(Records from a collection)

+--

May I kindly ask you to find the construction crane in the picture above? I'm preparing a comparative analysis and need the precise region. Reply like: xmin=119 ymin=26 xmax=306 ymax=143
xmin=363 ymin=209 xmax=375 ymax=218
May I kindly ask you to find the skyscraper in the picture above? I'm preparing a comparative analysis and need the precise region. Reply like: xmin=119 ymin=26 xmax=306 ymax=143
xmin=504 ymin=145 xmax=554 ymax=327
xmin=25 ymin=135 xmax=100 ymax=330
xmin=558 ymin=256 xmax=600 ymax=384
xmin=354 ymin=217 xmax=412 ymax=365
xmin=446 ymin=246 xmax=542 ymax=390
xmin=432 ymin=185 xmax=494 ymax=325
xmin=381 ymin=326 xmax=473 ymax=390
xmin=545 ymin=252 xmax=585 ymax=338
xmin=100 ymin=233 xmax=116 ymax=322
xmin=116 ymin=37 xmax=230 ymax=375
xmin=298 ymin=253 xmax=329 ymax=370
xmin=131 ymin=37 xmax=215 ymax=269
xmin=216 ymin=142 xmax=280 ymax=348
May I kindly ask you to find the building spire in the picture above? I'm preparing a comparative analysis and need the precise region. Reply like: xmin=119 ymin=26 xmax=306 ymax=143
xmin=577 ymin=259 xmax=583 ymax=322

+--

*GIVEN EXERCISE*: Copy out every one of the records above, line for line and without changing a single character.

*SOLUTION*:
May I kindly ask you to find the construction crane in the picture above? I'm preparing a comparative analysis and need the precise region. Reply like: xmin=119 ymin=26 xmax=306 ymax=143
xmin=363 ymin=209 xmax=375 ymax=218
May I kindly ask you to find the skyscraper in the picture above? I'm preparing a comparative analysis and need the precise region. Reply like: xmin=119 ymin=26 xmax=306 ymax=143
xmin=504 ymin=145 xmax=554 ymax=327
xmin=25 ymin=135 xmax=100 ymax=330
xmin=558 ymin=256 xmax=600 ymax=384
xmin=354 ymin=217 xmax=412 ymax=365
xmin=446 ymin=246 xmax=542 ymax=390
xmin=432 ymin=185 xmax=494 ymax=325
xmin=381 ymin=326 xmax=473 ymax=390
xmin=545 ymin=252 xmax=585 ymax=338
xmin=100 ymin=233 xmax=116 ymax=322
xmin=116 ymin=37 xmax=230 ymax=375
xmin=298 ymin=253 xmax=329 ymax=370
xmin=131 ymin=37 xmax=215 ymax=269
xmin=216 ymin=142 xmax=280 ymax=348
May I kindly ask you to find the building spire in the picture above? I'm preparing a comparative analysis and need the precise region. Reply like: xmin=119 ymin=26 xmax=306 ymax=143
xmin=577 ymin=259 xmax=583 ymax=322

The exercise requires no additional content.